In the entries below, filter for the word "cloud" and copy every matching line.

MATERIAL TO PROCESS >>

=-=-=-=-=

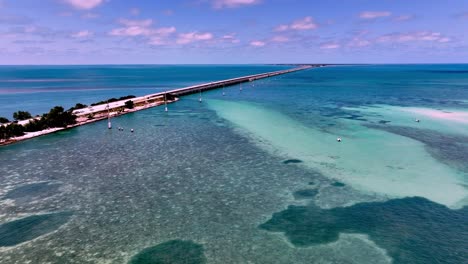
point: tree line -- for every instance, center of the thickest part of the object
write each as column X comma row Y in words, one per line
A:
column 56, row 117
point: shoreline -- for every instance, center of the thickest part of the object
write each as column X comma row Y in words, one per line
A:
column 102, row 111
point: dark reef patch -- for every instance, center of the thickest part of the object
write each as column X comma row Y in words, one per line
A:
column 305, row 194
column 32, row 191
column 338, row 184
column 173, row 252
column 384, row 122
column 31, row 227
column 412, row 230
column 449, row 149
column 292, row 161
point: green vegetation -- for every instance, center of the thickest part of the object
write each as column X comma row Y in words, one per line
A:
column 21, row 115
column 12, row 130
column 77, row 106
column 56, row 117
column 4, row 120
column 111, row 100
column 129, row 104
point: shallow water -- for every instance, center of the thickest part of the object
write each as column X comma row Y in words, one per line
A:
column 237, row 176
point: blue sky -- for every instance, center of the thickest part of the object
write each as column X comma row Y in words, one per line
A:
column 232, row 31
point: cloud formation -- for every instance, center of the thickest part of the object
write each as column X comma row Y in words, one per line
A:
column 84, row 4
column 374, row 14
column 330, row 45
column 82, row 34
column 135, row 28
column 257, row 43
column 403, row 18
column 414, row 36
column 307, row 23
column 218, row 4
column 186, row 38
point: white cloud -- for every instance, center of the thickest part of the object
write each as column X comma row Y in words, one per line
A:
column 414, row 36
column 134, row 11
column 403, row 18
column 186, row 38
column 280, row 39
column 82, row 34
column 138, row 23
column 358, row 42
column 330, row 45
column 133, row 28
column 374, row 14
column 84, row 4
column 307, row 23
column 257, row 43
column 131, row 31
column 90, row 16
column 230, row 38
column 233, row 3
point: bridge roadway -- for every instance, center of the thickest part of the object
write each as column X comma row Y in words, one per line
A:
column 186, row 91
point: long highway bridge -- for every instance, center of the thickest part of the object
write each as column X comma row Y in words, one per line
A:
column 147, row 99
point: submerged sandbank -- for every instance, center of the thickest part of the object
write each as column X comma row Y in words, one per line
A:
column 368, row 159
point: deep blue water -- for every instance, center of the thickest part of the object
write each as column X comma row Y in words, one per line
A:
column 38, row 88
column 207, row 178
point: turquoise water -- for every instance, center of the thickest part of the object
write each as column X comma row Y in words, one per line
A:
column 255, row 176
column 38, row 88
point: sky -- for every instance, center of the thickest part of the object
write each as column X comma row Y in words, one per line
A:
column 232, row 31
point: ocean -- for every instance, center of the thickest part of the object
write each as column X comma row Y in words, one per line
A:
column 254, row 176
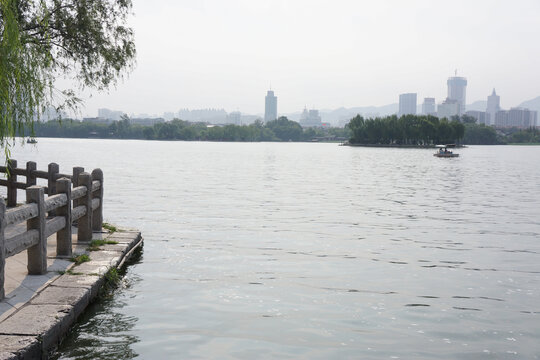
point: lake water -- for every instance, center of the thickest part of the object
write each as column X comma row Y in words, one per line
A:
column 314, row 251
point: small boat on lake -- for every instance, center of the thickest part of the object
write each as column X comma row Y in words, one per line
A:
column 444, row 152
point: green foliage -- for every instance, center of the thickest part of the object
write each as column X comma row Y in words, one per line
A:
column 406, row 130
column 79, row 259
column 480, row 135
column 39, row 40
column 281, row 129
column 285, row 130
column 527, row 136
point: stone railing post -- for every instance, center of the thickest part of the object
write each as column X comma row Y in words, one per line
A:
column 77, row 170
column 2, row 247
column 75, row 181
column 12, row 183
column 63, row 237
column 84, row 227
column 53, row 170
column 30, row 177
column 37, row 254
column 97, row 216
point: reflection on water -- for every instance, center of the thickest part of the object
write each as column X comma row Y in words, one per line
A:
column 317, row 251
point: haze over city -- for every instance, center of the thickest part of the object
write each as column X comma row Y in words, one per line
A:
column 214, row 54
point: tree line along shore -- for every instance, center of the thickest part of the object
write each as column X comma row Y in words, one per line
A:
column 408, row 130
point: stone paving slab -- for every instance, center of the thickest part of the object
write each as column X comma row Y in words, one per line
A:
column 39, row 309
column 19, row 347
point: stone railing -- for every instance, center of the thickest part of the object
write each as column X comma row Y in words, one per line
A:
column 77, row 197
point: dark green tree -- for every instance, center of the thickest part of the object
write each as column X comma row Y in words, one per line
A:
column 42, row 39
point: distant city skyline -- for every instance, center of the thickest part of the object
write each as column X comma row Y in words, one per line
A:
column 207, row 53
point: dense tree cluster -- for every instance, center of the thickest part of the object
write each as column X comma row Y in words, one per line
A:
column 480, row 134
column 520, row 136
column 281, row 129
column 406, row 130
column 88, row 40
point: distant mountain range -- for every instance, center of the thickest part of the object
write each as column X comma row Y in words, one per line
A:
column 342, row 115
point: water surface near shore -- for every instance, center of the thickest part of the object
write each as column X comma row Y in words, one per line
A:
column 296, row 250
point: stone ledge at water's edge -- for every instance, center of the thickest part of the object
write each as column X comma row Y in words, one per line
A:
column 34, row 326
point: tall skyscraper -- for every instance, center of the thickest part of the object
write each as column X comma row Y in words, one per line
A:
column 494, row 105
column 457, row 90
column 407, row 104
column 428, row 107
column 270, row 106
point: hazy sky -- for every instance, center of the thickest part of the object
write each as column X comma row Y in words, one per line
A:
column 324, row 54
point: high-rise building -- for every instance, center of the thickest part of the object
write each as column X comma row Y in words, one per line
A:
column 494, row 105
column 481, row 117
column 516, row 117
column 448, row 108
column 270, row 106
column 235, row 118
column 428, row 107
column 457, row 90
column 407, row 104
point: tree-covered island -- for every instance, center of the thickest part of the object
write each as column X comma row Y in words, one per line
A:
column 408, row 130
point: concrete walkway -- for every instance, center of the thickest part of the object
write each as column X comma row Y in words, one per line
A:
column 38, row 310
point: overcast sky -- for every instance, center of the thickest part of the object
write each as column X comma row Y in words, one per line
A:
column 324, row 54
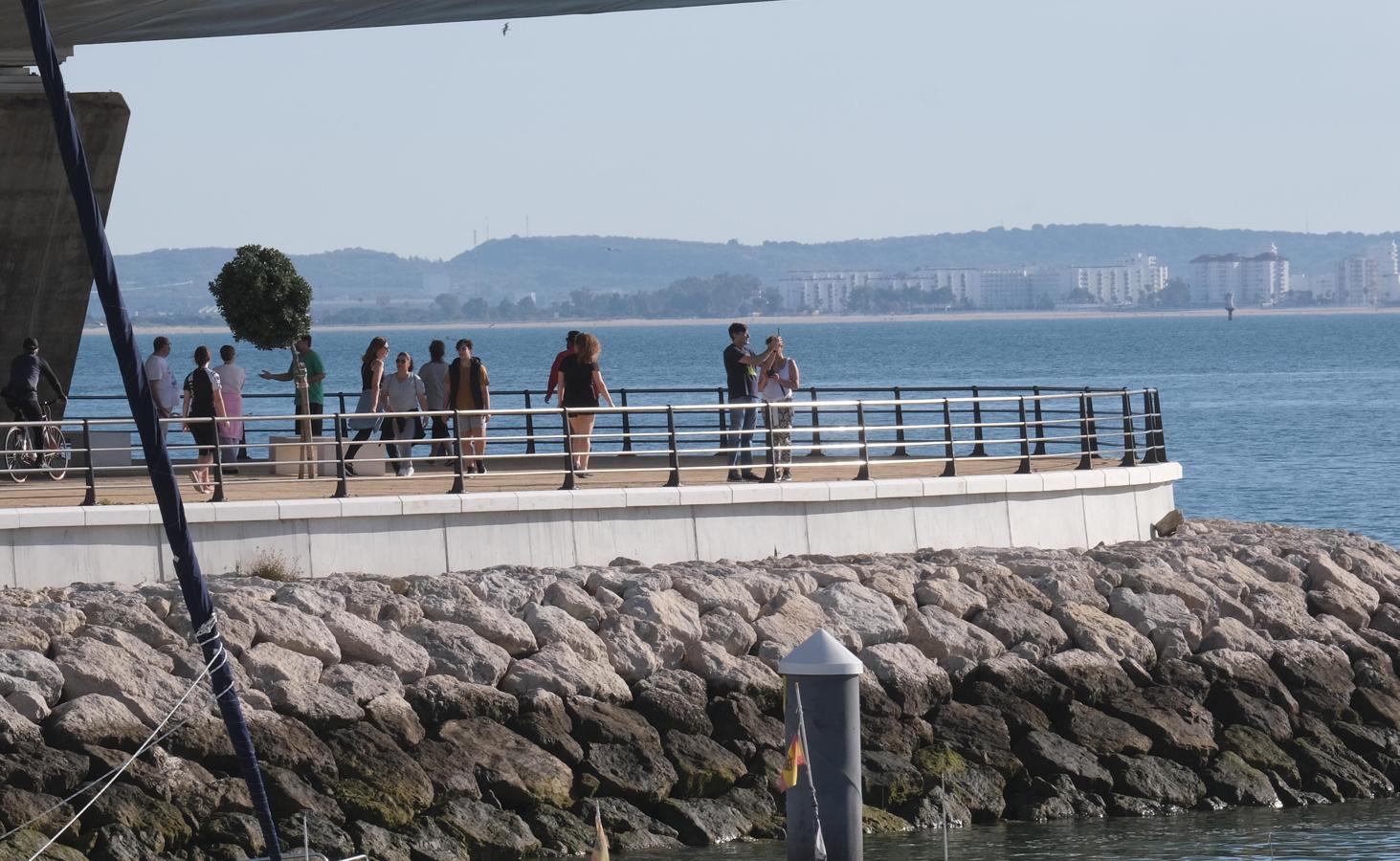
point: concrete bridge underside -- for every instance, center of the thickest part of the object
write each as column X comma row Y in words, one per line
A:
column 45, row 275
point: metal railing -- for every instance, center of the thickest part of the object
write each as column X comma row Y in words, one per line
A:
column 943, row 429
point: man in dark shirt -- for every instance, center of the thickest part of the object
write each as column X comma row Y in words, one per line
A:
column 741, row 367
column 21, row 392
column 553, row 371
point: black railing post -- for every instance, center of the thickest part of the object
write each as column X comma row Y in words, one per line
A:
column 1040, row 428
column 342, row 483
column 1094, row 423
column 529, row 426
column 865, row 450
column 1148, row 430
column 899, row 426
column 1128, row 443
column 724, row 416
column 459, row 461
column 218, row 467
column 568, row 451
column 674, row 456
column 90, row 472
column 771, row 475
column 951, row 465
column 1025, row 438
column 977, row 450
column 1161, row 432
column 626, row 423
column 1085, row 453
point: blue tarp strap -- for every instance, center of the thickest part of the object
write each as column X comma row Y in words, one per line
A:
column 143, row 409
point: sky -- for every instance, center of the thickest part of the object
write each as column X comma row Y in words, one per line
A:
column 791, row 121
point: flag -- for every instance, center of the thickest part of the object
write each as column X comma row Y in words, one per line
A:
column 601, row 845
column 797, row 758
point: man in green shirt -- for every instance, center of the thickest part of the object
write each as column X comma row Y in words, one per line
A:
column 315, row 378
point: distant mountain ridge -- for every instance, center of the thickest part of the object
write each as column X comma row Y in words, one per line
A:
column 553, row 266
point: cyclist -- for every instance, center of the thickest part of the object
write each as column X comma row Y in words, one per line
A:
column 21, row 393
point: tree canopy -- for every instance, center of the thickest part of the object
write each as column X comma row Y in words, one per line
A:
column 262, row 298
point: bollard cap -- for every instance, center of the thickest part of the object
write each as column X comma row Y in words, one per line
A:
column 821, row 655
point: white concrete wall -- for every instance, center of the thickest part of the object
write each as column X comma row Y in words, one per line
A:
column 434, row 534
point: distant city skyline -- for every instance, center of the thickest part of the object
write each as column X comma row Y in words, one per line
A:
column 794, row 121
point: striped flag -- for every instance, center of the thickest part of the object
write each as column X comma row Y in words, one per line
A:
column 601, row 845
column 797, row 758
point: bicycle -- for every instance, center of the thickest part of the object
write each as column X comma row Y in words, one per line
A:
column 20, row 458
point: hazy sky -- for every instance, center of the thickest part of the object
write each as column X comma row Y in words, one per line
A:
column 798, row 120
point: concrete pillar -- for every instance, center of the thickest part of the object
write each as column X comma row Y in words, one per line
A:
column 825, row 676
column 45, row 276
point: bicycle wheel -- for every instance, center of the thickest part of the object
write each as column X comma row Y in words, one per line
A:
column 15, row 447
column 57, row 453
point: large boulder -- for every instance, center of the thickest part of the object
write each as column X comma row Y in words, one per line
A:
column 456, row 650
column 1016, row 622
column 363, row 640
column 915, row 682
column 868, row 615
column 1318, row 675
column 1179, row 727
column 1100, row 633
column 519, row 772
column 1157, row 779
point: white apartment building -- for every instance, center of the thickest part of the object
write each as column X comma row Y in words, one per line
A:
column 1371, row 277
column 1249, row 280
column 1125, row 281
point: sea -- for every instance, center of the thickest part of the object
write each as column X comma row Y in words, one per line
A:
column 1284, row 417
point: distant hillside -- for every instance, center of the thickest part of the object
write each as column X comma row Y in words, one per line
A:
column 553, row 266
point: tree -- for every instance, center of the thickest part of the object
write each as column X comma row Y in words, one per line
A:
column 268, row 304
column 262, row 298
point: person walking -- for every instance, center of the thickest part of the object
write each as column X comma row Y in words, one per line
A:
column 469, row 388
column 434, row 386
column 315, row 380
column 21, row 391
column 371, row 374
column 161, row 381
column 553, row 370
column 402, row 393
column 580, row 386
column 232, row 380
column 741, row 368
column 777, row 381
column 203, row 399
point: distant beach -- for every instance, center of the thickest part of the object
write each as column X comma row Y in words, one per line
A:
column 801, row 320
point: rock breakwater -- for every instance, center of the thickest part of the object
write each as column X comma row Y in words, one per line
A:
column 484, row 713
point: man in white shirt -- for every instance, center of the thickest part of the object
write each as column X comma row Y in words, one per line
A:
column 164, row 391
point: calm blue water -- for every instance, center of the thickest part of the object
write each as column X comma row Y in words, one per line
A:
column 1361, row 830
column 1288, row 417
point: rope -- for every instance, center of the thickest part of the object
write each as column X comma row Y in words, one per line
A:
column 154, row 738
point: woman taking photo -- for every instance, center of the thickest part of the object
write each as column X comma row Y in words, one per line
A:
column 580, row 384
column 202, row 401
column 371, row 377
column 777, row 380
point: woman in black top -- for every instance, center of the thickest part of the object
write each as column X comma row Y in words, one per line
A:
column 203, row 399
column 580, row 384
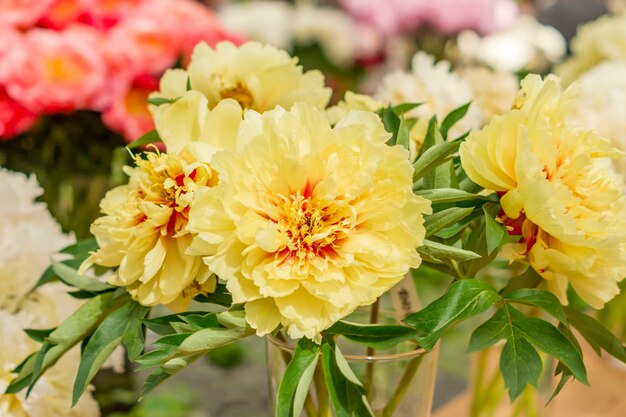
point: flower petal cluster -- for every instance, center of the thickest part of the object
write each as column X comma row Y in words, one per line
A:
column 309, row 221
column 28, row 236
column 602, row 40
column 259, row 77
column 493, row 91
column 558, row 193
column 144, row 227
column 67, row 55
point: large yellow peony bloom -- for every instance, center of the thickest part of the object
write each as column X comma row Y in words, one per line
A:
column 558, row 191
column 259, row 77
column 144, row 229
column 308, row 221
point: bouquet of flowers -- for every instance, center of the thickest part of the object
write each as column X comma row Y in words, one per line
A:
column 270, row 214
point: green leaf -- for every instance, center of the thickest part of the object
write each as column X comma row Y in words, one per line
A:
column 377, row 336
column 157, row 101
column 465, row 298
column 79, row 251
column 38, row 335
column 520, row 364
column 452, row 118
column 155, row 379
column 103, row 342
column 294, row 386
column 566, row 376
column 436, row 252
column 495, row 232
column 433, row 157
column 220, row 296
column 346, row 392
column 74, row 329
column 444, row 218
column 148, row 138
column 71, row 277
column 491, row 332
column 207, row 339
column 542, row 299
column 449, row 195
column 547, row 338
column 598, row 337
column 392, row 123
column 400, row 109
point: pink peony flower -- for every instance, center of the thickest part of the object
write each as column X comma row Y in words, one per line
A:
column 57, row 71
column 128, row 113
column 22, row 13
column 61, row 13
column 391, row 17
column 484, row 16
column 195, row 24
column 144, row 43
column 387, row 17
column 104, row 14
column 14, row 118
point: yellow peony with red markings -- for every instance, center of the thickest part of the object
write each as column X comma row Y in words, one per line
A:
column 558, row 191
column 309, row 221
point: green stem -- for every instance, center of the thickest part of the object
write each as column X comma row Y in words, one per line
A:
column 309, row 404
column 487, row 393
column 403, row 386
column 369, row 371
column 323, row 404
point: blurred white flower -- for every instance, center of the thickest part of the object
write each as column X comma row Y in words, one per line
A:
column 493, row 91
column 331, row 28
column 283, row 25
column 264, row 21
column 28, row 236
column 51, row 396
column 602, row 104
column 526, row 45
column 438, row 89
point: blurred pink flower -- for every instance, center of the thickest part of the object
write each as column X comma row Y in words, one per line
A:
column 61, row 13
column 14, row 118
column 22, row 13
column 196, row 23
column 128, row 113
column 57, row 71
column 484, row 16
column 391, row 17
column 387, row 17
column 104, row 14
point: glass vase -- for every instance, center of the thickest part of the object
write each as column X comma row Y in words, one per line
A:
column 399, row 381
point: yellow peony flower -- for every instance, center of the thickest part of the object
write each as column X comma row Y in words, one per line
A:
column 259, row 77
column 144, row 229
column 558, row 192
column 309, row 221
column 602, row 40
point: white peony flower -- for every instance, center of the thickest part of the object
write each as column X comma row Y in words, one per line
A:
column 263, row 21
column 28, row 236
column 527, row 44
column 493, row 91
column 602, row 104
column 438, row 89
column 51, row 396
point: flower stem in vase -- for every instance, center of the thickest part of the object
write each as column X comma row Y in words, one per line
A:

=-=-=-=-=

OUTPUT >>
point: cloud formation -- for every instance, center of the thickest part of the object
point: white cloud -- for every instance, center of the thickest part of the object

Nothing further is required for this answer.